**Text section**
No way in the world I'd have taken Stephen Strasburg with the No. 1 pick in the draft. The risks are too great. The rewards are, historically speaking, nonexistent. And the price, from all indications, will be prohibitive.

I wouldn't draft a guy who's going to play every fifth day to improve my team's attendance. And I certainly wouldn't pin my hopes on the most fragile thing in baseball: the arm of a young pitcher.

The Washington Nationals, as we all can see, have a long shopping list.

Yes, they need pitching, but they also desperately need everyday players, lots of 'em. And they don't need to drop $50 million, or even $35 million on a college pitcher. This kid isn't, as agent Scott Boras would like us to believe, Daisuke Matsuzaka, who had distinguished himself as a professional in Japan before getting millions to come to the majors.

**Goal**
Reproduce word for word the passage of the Strasburg draft column that opens with the words containing "The Washington Nationals, as" and closes with "to the majors.".

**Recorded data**

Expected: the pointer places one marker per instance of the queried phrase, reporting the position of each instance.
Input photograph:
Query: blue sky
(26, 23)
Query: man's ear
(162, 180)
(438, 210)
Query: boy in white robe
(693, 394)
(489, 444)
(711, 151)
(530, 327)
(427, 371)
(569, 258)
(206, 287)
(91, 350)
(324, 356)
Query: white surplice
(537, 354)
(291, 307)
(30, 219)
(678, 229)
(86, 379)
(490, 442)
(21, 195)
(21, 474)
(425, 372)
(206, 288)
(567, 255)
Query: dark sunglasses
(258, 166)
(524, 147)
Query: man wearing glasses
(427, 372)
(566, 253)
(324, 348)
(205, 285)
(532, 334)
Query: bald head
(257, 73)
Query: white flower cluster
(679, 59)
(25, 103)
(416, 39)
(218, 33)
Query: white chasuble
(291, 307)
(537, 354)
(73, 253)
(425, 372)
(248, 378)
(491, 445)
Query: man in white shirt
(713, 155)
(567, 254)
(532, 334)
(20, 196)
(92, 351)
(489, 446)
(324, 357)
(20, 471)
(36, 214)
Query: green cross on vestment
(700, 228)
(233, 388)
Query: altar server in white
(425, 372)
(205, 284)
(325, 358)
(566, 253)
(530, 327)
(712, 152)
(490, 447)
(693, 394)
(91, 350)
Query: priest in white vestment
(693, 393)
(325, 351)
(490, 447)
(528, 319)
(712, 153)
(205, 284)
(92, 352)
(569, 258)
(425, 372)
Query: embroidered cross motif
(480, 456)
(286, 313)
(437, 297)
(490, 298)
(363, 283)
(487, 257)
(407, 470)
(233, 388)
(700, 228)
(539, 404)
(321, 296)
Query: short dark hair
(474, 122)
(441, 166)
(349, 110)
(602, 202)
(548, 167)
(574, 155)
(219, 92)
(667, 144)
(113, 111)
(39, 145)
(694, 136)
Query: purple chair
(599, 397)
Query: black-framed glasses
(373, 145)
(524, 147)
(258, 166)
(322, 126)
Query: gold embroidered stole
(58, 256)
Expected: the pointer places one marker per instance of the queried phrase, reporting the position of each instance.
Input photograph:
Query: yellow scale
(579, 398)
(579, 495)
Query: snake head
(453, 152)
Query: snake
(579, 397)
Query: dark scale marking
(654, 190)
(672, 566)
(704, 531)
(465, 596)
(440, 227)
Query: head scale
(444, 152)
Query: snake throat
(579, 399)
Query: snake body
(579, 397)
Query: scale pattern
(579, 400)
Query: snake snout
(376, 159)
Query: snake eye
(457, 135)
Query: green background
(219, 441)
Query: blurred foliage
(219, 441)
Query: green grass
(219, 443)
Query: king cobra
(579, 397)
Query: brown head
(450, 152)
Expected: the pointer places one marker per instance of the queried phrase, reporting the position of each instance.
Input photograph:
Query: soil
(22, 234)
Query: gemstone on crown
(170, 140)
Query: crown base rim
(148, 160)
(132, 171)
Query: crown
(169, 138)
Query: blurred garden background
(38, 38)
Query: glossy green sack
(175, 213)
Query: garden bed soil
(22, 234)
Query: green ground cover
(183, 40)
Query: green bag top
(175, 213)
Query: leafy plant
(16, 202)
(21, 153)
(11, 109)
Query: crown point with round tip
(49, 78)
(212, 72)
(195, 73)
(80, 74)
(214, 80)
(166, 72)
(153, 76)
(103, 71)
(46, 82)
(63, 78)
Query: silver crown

**Task output**
The Washington Nationals, as we all can see, have a long shopping list.

Yes, they need pitching, but they also desperately need everyday players, lots of 'em. And they don't need to drop $50 million, or even $35 million on a college pitcher. This kid isn't, as agent Scott Boras would like us to believe, Daisuke Matsuzaka, who had distinguished himself as a professional in Japan before getting millions to come to the majors.